Direction - Rewrite the data starting with the line containing "Target: cherry tomato" and going on through the line containing "81 165 L 81", replacing "trace" with "draw" and leaving all else unchanged. Omit the pictures from your answer.
-- begin --
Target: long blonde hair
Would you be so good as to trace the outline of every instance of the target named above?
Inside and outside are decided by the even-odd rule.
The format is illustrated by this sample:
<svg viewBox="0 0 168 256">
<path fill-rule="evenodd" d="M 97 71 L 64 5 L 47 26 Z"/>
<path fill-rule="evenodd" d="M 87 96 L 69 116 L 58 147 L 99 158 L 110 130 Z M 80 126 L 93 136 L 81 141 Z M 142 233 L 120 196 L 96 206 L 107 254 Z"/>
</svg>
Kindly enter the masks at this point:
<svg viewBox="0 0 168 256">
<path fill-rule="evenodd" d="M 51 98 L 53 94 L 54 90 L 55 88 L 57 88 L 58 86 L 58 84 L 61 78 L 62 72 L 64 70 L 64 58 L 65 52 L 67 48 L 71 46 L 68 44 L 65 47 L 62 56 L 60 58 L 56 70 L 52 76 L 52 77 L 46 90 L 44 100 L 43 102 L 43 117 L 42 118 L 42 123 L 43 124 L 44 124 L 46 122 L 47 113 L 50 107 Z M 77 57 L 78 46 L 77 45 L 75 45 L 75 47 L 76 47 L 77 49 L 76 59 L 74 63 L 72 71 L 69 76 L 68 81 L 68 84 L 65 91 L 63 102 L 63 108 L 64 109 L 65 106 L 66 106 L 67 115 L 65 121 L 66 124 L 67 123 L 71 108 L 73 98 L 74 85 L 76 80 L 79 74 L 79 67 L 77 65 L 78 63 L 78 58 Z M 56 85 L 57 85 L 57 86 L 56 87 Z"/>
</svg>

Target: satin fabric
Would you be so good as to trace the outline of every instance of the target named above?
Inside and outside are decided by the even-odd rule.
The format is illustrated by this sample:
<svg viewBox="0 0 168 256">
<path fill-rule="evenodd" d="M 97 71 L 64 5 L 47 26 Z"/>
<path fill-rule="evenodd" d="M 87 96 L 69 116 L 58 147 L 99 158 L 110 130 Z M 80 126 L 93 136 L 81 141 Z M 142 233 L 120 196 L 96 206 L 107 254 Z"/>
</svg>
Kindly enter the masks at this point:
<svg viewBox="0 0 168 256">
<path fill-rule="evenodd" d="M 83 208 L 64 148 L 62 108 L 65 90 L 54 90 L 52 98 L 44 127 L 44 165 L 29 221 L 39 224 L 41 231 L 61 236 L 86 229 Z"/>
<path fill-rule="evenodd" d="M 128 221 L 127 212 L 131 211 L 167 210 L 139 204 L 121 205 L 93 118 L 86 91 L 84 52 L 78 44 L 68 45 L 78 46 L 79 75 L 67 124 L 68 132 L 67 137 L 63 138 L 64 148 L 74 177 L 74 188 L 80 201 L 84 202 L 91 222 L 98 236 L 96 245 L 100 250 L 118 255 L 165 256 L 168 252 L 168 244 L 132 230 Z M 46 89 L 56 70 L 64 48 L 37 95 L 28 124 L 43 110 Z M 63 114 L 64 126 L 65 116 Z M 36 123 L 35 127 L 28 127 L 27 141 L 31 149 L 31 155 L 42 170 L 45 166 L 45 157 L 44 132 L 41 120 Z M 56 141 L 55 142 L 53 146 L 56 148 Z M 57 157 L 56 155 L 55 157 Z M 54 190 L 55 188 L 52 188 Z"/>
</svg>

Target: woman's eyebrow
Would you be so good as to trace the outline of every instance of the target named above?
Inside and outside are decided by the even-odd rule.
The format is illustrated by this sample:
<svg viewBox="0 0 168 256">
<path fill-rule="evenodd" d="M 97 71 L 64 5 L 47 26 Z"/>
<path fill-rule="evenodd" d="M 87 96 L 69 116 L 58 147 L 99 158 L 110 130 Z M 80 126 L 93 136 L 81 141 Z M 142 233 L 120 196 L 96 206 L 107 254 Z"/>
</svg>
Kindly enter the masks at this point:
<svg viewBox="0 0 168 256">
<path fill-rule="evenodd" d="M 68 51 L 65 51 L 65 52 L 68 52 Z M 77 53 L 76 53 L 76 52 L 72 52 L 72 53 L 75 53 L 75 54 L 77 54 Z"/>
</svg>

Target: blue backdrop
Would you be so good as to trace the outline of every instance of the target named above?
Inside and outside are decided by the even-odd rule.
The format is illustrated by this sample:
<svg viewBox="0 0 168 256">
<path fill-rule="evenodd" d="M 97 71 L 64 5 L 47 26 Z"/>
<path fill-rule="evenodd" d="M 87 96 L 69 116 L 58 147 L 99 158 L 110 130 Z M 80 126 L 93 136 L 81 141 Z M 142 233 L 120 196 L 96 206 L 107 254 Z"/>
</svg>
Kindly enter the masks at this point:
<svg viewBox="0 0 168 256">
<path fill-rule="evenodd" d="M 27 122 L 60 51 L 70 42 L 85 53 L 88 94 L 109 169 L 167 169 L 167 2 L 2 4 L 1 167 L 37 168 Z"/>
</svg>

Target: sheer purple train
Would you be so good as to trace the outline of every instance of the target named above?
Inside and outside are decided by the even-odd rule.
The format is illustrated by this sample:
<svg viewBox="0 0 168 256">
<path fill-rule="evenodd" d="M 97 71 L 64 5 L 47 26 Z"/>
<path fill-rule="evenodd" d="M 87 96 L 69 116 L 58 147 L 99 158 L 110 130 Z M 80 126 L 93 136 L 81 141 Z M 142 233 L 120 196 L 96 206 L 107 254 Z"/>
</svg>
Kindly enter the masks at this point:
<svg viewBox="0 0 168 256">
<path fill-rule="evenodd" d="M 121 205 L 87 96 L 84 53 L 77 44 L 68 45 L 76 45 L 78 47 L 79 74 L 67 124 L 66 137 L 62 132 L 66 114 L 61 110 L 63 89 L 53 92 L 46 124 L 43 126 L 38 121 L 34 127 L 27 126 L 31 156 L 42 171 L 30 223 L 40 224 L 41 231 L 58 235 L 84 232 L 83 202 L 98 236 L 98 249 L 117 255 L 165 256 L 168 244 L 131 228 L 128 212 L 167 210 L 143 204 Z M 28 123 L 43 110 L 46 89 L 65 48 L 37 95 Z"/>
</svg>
-- end --
-- begin --
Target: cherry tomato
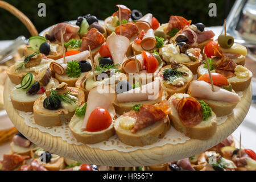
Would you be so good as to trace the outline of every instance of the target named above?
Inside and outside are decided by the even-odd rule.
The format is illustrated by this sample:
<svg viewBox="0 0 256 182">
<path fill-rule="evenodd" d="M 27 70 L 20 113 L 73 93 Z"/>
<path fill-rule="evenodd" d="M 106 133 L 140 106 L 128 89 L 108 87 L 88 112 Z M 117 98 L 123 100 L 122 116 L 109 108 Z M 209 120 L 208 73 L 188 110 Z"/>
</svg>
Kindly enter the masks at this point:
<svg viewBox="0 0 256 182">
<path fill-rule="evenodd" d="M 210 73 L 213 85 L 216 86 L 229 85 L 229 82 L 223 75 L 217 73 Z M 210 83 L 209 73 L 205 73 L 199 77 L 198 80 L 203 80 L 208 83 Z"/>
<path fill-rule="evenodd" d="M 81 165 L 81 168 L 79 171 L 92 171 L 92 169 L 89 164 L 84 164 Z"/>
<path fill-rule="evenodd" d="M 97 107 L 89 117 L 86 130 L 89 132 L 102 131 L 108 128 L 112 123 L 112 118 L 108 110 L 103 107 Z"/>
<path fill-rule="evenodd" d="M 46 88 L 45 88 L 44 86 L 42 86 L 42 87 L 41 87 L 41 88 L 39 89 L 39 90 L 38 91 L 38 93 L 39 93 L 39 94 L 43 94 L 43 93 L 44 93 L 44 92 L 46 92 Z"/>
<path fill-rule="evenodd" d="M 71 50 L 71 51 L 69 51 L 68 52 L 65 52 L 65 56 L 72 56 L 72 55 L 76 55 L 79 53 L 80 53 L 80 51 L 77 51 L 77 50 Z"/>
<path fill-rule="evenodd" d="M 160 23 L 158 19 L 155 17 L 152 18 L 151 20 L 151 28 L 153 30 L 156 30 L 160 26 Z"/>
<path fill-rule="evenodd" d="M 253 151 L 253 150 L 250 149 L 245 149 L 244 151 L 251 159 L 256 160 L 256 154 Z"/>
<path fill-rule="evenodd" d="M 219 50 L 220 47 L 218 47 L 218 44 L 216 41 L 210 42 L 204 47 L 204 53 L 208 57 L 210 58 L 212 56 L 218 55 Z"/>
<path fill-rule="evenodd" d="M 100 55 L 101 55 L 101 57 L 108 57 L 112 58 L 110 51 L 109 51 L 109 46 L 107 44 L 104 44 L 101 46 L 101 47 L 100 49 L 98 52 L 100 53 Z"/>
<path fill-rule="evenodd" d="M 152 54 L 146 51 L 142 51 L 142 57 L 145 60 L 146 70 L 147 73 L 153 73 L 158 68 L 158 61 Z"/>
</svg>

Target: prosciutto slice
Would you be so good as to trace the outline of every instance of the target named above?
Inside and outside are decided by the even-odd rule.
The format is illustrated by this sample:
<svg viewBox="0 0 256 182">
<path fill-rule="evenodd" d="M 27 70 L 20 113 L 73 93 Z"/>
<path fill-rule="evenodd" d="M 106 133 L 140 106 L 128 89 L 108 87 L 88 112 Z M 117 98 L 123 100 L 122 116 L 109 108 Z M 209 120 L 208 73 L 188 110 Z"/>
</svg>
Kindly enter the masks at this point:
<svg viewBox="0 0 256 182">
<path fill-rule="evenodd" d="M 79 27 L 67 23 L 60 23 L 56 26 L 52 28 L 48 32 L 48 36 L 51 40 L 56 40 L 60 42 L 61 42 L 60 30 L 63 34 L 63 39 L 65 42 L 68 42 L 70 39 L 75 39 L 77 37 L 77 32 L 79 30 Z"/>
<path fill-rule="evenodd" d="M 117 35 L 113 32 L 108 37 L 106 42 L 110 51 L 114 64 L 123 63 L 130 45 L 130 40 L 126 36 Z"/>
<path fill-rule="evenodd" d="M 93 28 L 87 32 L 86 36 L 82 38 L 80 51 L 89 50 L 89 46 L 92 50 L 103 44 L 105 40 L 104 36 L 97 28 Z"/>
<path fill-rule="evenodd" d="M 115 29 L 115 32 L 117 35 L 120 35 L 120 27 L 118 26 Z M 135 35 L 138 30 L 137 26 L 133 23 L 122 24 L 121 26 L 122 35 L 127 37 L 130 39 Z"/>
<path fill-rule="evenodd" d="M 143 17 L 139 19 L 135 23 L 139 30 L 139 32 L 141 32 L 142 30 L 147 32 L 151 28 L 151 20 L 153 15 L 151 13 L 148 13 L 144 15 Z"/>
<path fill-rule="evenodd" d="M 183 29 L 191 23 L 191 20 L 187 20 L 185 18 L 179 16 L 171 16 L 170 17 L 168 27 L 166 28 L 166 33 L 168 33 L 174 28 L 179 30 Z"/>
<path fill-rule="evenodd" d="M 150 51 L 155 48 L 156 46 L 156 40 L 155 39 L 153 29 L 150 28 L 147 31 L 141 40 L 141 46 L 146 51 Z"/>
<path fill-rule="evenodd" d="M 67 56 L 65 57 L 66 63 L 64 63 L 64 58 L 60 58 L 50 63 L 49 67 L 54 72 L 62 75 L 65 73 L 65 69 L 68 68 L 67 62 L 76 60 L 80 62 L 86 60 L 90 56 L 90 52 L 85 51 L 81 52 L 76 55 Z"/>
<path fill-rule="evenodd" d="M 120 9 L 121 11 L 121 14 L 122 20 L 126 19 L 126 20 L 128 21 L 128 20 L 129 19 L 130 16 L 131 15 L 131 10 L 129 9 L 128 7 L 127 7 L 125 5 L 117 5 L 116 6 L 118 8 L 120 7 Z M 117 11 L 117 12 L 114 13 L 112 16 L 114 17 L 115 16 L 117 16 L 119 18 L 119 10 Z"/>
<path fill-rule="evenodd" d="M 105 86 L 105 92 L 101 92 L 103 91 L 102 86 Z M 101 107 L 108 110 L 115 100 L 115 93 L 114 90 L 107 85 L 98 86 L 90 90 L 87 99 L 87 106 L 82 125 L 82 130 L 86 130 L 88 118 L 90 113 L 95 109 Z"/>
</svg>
-- end --
Finished exercise -
Target: cherry tomato
Would you be so good as to draw the outline of every instance of the target named above?
Inside and outside are decided by the even-odd rule.
The format is illustrated by this sample:
<svg viewBox="0 0 256 182">
<path fill-rule="evenodd" d="M 27 70 L 20 113 L 73 93 Z"/>
<path fill-rule="evenodd" d="M 106 133 L 140 106 L 128 89 L 108 87 L 88 112 Z M 117 98 L 123 100 L 122 116 L 109 108 Z M 209 120 L 208 73 L 188 110 Z"/>
</svg>
Kindly enter the masks at this point:
<svg viewBox="0 0 256 182">
<path fill-rule="evenodd" d="M 210 73 L 213 85 L 216 86 L 229 85 L 229 82 L 223 75 L 217 73 Z M 210 83 L 209 73 L 205 73 L 199 77 L 198 80 L 203 80 L 208 83 Z"/>
<path fill-rule="evenodd" d="M 81 165 L 81 168 L 79 171 L 92 171 L 92 169 L 89 164 L 84 164 Z"/>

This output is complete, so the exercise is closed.